#### DATA FOR THIS EXERCISE:

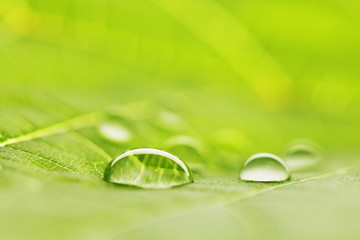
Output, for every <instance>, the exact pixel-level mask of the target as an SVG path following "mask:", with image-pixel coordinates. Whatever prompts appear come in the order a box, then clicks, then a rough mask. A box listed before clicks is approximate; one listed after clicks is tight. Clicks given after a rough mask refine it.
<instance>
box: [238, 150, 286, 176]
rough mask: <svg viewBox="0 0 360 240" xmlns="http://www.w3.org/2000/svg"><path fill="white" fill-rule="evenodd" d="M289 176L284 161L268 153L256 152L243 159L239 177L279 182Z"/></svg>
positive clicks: (285, 164) (274, 155)
mask: <svg viewBox="0 0 360 240" xmlns="http://www.w3.org/2000/svg"><path fill="white" fill-rule="evenodd" d="M289 178H290V174H289V171H288V167H287V165H286V163H285V162H284V161H283V160H282V159H281V158H279V157H278V156H275V155H273V154H270V153H258V154H255V155H253V156H252V157H250V158H249V159H248V160H246V161H245V163H244V165H243V167H242V169H241V171H240V179H241V180H245V181H255V182H281V181H286V180H288V179H289Z"/></svg>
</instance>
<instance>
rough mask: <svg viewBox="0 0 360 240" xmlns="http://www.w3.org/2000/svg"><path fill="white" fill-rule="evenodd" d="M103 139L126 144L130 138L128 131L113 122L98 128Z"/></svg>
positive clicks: (120, 125)
mask: <svg viewBox="0 0 360 240" xmlns="http://www.w3.org/2000/svg"><path fill="white" fill-rule="evenodd" d="M99 132H100V133H101V135H102V136H103V137H105V138H106V139H108V140H110V141H114V142H126V141H128V140H129V139H130V138H131V133H130V131H129V130H128V129H127V128H125V127H124V126H122V125H121V124H119V123H117V122H115V121H109V122H105V123H103V124H101V125H100V126H99Z"/></svg>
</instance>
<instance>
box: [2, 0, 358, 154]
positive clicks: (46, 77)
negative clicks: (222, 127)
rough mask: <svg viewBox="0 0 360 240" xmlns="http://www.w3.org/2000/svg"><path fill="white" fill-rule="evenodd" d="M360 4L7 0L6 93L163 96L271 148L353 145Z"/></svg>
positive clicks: (321, 1)
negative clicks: (40, 91) (36, 92)
mask: <svg viewBox="0 0 360 240" xmlns="http://www.w3.org/2000/svg"><path fill="white" fill-rule="evenodd" d="M359 10H360V6H359V3H357V2H356V1H205V0H204V1H199V0H196V1H161V0H153V1H111V0H110V1H96V0H61V1H44V0H31V1H20V0H19V1H17V0H14V1H1V3H0V78H1V81H0V82H1V90H2V91H5V92H7V91H13V92H15V93H16V92H18V91H19V89H21V91H23V92H24V93H35V94H36V92H39V91H45V92H47V93H51V94H55V92H56V93H57V94H58V95H60V98H61V99H63V100H64V101H68V102H72V103H73V102H74V101H75V100H74V99H76V98H77V99H79V98H78V97H77V96H81V98H88V97H93V98H94V99H97V100H98V101H97V102H101V104H103V105H105V104H107V103H115V102H116V103H119V102H120V103H123V102H130V101H134V100H139V99H157V98H158V97H159V96H161V97H160V98H161V99H162V101H165V102H167V101H173V102H176V101H178V102H177V106H178V105H181V106H182V107H183V108H184V109H185V110H188V114H189V116H190V118H193V119H192V120H193V121H194V122H196V121H198V123H199V125H200V126H199V127H201V126H204V124H205V122H206V124H205V127H204V128H205V129H210V128H217V127H219V128H221V127H224V126H225V127H236V128H240V129H241V130H242V131H245V132H246V134H247V135H249V136H250V137H251V138H254V139H255V140H254V141H255V142H257V141H258V142H260V143H261V142H262V140H261V139H260V140H259V138H263V139H264V141H263V142H262V144H260V143H259V146H263V147H264V150H267V147H266V146H268V144H269V140H270V145H271V144H273V143H275V144H276V146H279V145H281V144H285V143H286V142H287V141H289V140H290V139H292V138H303V137H305V138H312V139H315V140H317V141H318V142H320V143H322V144H326V145H328V146H329V147H331V148H334V147H336V148H349V149H351V148H355V147H358V141H357V136H356V135H357V134H356V132H358V130H359V127H358V117H359V115H360V114H359V112H358V108H357V105H358V104H359V102H360V99H359V89H360V88H359V81H358V77H359V76H360V68H359V67H358V66H360V59H359V57H358V56H359V53H360V52H359V51H360V46H359V42H360V34H359V29H358V26H359V19H360V18H359ZM9 89H11V90H9ZM179 94H181V95H182V100H178V99H177V100H176V99H175V97H174V95H179ZM179 101H183V102H181V103H180V104H179ZM101 104H99V105H93V108H95V107H97V106H102V105H101ZM206 119H209V120H206ZM275 144H274V146H271V147H269V149H268V150H272V149H273V148H274V147H275Z"/></svg>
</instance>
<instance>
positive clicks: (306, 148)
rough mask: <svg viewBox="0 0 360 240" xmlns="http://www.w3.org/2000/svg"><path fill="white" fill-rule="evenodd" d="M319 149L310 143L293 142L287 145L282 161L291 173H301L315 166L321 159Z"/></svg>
mask: <svg viewBox="0 0 360 240" xmlns="http://www.w3.org/2000/svg"><path fill="white" fill-rule="evenodd" d="M322 155H323V154H322V150H321V148H320V147H319V146H318V145H317V144H316V143H313V142H311V141H305V140H301V141H295V142H292V143H290V144H289V145H288V147H287V148H286V150H285V153H284V159H285V161H286V163H287V164H288V166H289V169H290V170H291V171H293V172H296V171H303V170H306V169H308V168H310V167H313V166H315V165H317V164H318V163H319V162H320V161H321V159H322Z"/></svg>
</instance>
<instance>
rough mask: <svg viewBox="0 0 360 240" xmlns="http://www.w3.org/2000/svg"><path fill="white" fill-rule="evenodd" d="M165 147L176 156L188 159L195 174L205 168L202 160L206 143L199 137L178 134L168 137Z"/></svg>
mask: <svg viewBox="0 0 360 240" xmlns="http://www.w3.org/2000/svg"><path fill="white" fill-rule="evenodd" d="M164 147H165V149H166V150H167V151H169V152H171V153H172V154H174V155H175V156H178V157H181V159H184V160H186V162H187V163H189V165H190V166H191V169H192V172H193V173H194V174H197V173H200V172H201V171H203V170H204V169H203V168H204V166H203V163H202V162H203V160H204V155H205V152H206V151H205V147H204V145H203V144H202V143H201V142H200V141H199V140H198V139H196V138H194V137H191V136H187V135H177V136H173V137H170V138H168V139H167V140H166V141H165V142H164Z"/></svg>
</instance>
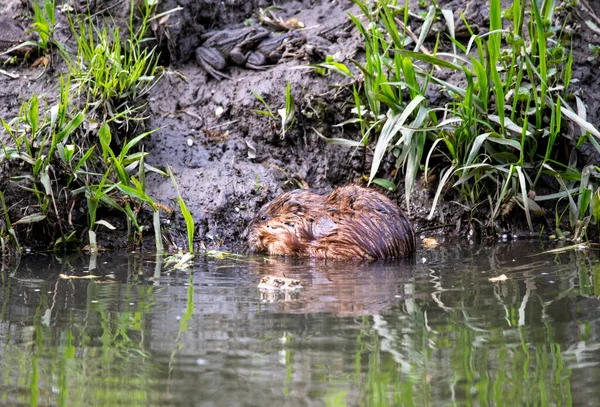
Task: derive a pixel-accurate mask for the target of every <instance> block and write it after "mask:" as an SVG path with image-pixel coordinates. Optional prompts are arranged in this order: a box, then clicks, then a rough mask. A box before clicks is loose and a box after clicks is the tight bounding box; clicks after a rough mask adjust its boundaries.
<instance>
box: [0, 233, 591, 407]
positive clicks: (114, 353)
mask: <svg viewBox="0 0 600 407" xmlns="http://www.w3.org/2000/svg"><path fill="white" fill-rule="evenodd" d="M552 248H555V247H554V246H543V245H542V244H540V243H538V242H533V243H532V242H525V243H512V244H496V245H487V246H483V245H481V246H477V245H476V246H469V245H468V244H466V243H464V242H461V243H459V244H455V245H452V244H447V245H444V246H442V247H440V248H437V249H434V250H421V251H419V252H418V253H417V255H416V256H415V258H414V259H411V260H407V261H404V262H401V263H373V264H361V263H355V262H328V263H326V262H322V261H311V260H304V261H299V260H292V259H272V260H271V261H264V260H263V259H262V258H255V259H251V260H248V259H245V260H242V261H231V260H227V261H226V260H215V259H203V258H202V259H198V261H197V262H196V263H195V266H194V269H193V273H185V272H171V273H169V274H167V273H166V272H165V270H164V269H163V268H162V266H161V265H160V264H157V263H156V260H155V258H153V257H148V256H141V255H136V254H134V255H130V256H127V257H117V256H115V255H114V254H111V255H102V256H99V257H98V258H97V259H89V258H81V257H79V258H71V259H60V260H59V259H55V258H52V257H45V258H40V257H35V258H33V257H31V258H29V257H25V258H23V259H22V260H21V262H20V264H19V266H18V267H12V268H9V267H6V266H5V267H4V268H3V269H2V274H1V276H2V278H1V284H2V288H1V290H0V303H1V309H0V343H1V346H2V349H3V351H2V354H1V359H2V372H1V373H0V375H1V378H0V405H11V406H12V405H47V406H63V405H65V406H91V405H98V406H118V405H122V406H137V405H140V406H148V405H160V406H164V405H184V406H305V405H306V406H346V405H348V406H455V405H456V406H471V405H473V406H488V405H494V406H569V405H585V406H596V405H600V391H598V388H599V387H600V365H599V363H600V301H599V300H598V296H599V295H600V262H599V252H598V251H595V250H591V249H589V250H579V251H573V250H571V251H568V252H563V253H558V254H557V253H550V254H541V253H542V252H543V251H544V250H548V249H552ZM61 273H62V274H66V275H86V274H95V275H100V276H104V278H102V279H99V280H84V279H79V280H65V279H61V278H59V274H61ZM268 274H270V275H280V276H281V275H285V276H287V277H293V278H297V279H300V280H301V281H302V284H303V285H304V288H303V289H302V290H301V291H299V292H293V293H289V292H261V291H260V290H258V289H257V288H256V285H257V283H258V280H259V278H260V276H262V275H268ZM501 274H504V275H506V277H507V278H508V279H507V280H506V281H504V282H490V281H489V278H490V277H494V276H499V275H501Z"/></svg>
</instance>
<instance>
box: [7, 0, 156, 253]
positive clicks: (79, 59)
mask: <svg viewBox="0 0 600 407" xmlns="http://www.w3.org/2000/svg"><path fill="white" fill-rule="evenodd" d="M50 3H52V2H51V1H49V0H46V2H45V5H46V6H48V4H50ZM133 4H134V2H133V1H132V2H131V15H130V21H129V23H130V25H131V26H130V29H129V36H128V38H127V39H126V40H125V41H123V40H122V38H121V37H120V31H119V29H116V30H115V31H113V32H111V31H109V30H107V29H106V28H104V29H99V28H98V26H97V25H94V24H93V23H92V19H91V18H90V17H89V16H88V18H87V20H85V19H83V18H82V19H79V20H72V19H71V20H70V22H71V26H70V28H71V31H72V32H73V34H74V38H75V39H76V43H77V52H76V55H75V56H72V55H70V54H69V53H68V52H67V51H66V49H67V48H66V47H62V46H61V47H59V49H60V52H61V55H62V57H63V58H64V60H65V62H66V64H67V66H68V68H69V72H68V74H66V75H64V76H62V77H61V79H60V88H59V89H60V94H59V97H58V101H57V102H56V103H55V104H50V103H49V102H47V101H45V100H40V99H39V98H38V97H37V96H33V97H32V98H31V99H30V100H28V101H27V102H25V103H24V104H23V105H22V107H21V109H20V113H19V115H18V116H17V117H16V118H14V119H12V120H10V121H8V122H7V121H4V120H1V119H0V121H1V123H2V125H3V130H4V132H5V137H3V140H4V141H2V145H1V147H2V149H1V150H0V164H2V162H3V161H9V160H10V161H12V162H15V161H17V162H19V165H17V166H12V168H13V169H14V168H15V167H16V168H18V171H19V174H16V175H13V176H12V177H11V178H10V181H12V182H14V183H16V185H18V186H19V187H21V188H22V189H23V190H25V191H27V192H28V193H30V194H32V195H33V197H34V202H35V203H34V204H32V205H30V206H28V207H27V208H25V210H24V211H23V213H24V214H25V215H24V216H23V217H21V219H19V220H17V221H16V222H13V223H12V227H11V223H10V219H9V217H8V208H7V207H6V205H3V208H4V213H5V217H6V219H7V222H6V223H7V228H3V229H2V230H0V237H1V238H2V244H4V241H5V240H6V238H8V237H13V238H14V241H15V243H16V235H15V233H14V229H13V228H14V225H17V224H19V223H29V224H31V223H37V222H42V225H41V226H40V225H38V226H37V229H39V230H40V231H43V233H40V235H46V237H47V238H49V239H50V240H51V241H52V242H54V244H53V248H54V250H64V249H66V248H67V246H69V245H71V244H76V245H78V246H79V245H81V243H80V242H81V241H87V243H88V248H89V249H90V251H98V250H100V247H99V246H98V244H97V241H96V232H97V229H98V227H100V226H102V227H105V228H108V229H115V226H113V225H112V224H111V223H110V222H109V219H108V218H103V216H102V213H104V214H107V211H105V210H101V208H108V209H110V210H112V211H113V212H114V210H116V211H117V212H120V213H122V214H123V215H124V216H125V219H126V222H127V229H128V236H129V241H130V242H131V243H136V244H139V243H140V242H141V239H142V232H143V230H144V228H143V226H142V225H141V224H140V218H139V215H140V211H141V210H142V207H143V206H144V205H148V206H149V207H150V209H151V210H152V212H153V214H154V215H153V221H152V223H153V226H154V232H155V242H156V248H157V250H158V251H162V250H163V246H162V236H161V233H160V216H159V210H158V206H157V204H155V203H154V201H153V200H152V199H151V198H150V197H149V196H148V195H147V194H146V192H145V177H146V172H147V171H155V172H158V173H160V174H162V175H164V176H166V175H167V174H165V173H164V172H162V171H160V170H158V169H156V168H154V167H152V166H149V165H148V164H146V163H145V158H146V156H147V153H145V152H144V150H143V140H144V139H145V138H146V137H147V136H149V135H150V134H151V133H153V131H154V130H152V131H143V132H140V131H137V130H139V129H140V128H141V127H140V126H131V124H132V123H137V122H141V121H143V120H144V119H145V117H144V115H143V110H144V108H145V99H144V96H145V95H147V94H148V92H149V91H150V90H151V89H152V86H154V84H155V83H156V81H157V80H158V79H159V78H160V74H159V71H160V67H159V66H158V56H157V55H156V53H155V52H154V50H153V49H149V48H145V47H143V46H142V42H143V41H144V36H145V33H146V31H147V27H148V21H149V19H150V18H151V13H152V11H153V8H152V7H151V6H150V5H149V4H148V3H144V5H145V7H143V8H142V13H141V23H140V25H139V26H140V28H139V29H138V30H137V31H134V29H133V24H134V23H133V16H134V12H135V10H134V7H133ZM46 9H49V7H45V8H44V10H46ZM44 16H45V17H44ZM49 16H50V15H49V14H48V12H47V10H46V13H45V14H44V13H42V11H41V10H38V11H36V24H37V22H40V24H41V21H46V20H48V18H49ZM38 17H39V18H38ZM36 27H37V30H38V31H40V30H41V31H40V32H42V31H44V30H42V28H43V27H41V26H36ZM51 31H52V30H51V29H49V30H48V32H49V33H51ZM40 38H41V40H42V41H44V39H46V41H48V42H51V35H48V36H47V37H42V36H41V35H40ZM3 203H4V200H3ZM81 212H83V213H85V214H86V217H85V218H83V219H80V217H79V216H74V215H73V214H74V213H81ZM108 213H110V212H108ZM84 219H85V220H84ZM37 229H36V230H37ZM11 231H12V232H11ZM86 231H87V236H85V235H86V233H85V232H86ZM39 237H41V236H39Z"/></svg>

#### WHAT TO PRODUCE:
Above are the records; print exactly the lines from the line with "box: [2, 0, 358, 154]" to the line with "positive clicks: (321, 1)", including both, and nothing else.

#### EXERCISE RESULT:
box: [2, 0, 358, 154]
positive clicks: (46, 77)
negative clicks: (222, 127)
rough mask: <svg viewBox="0 0 360 240" xmlns="http://www.w3.org/2000/svg"><path fill="white" fill-rule="evenodd" d="M360 4L7 0L6 93L163 96L271 148L353 145Z"/></svg>
positive clicks: (321, 1)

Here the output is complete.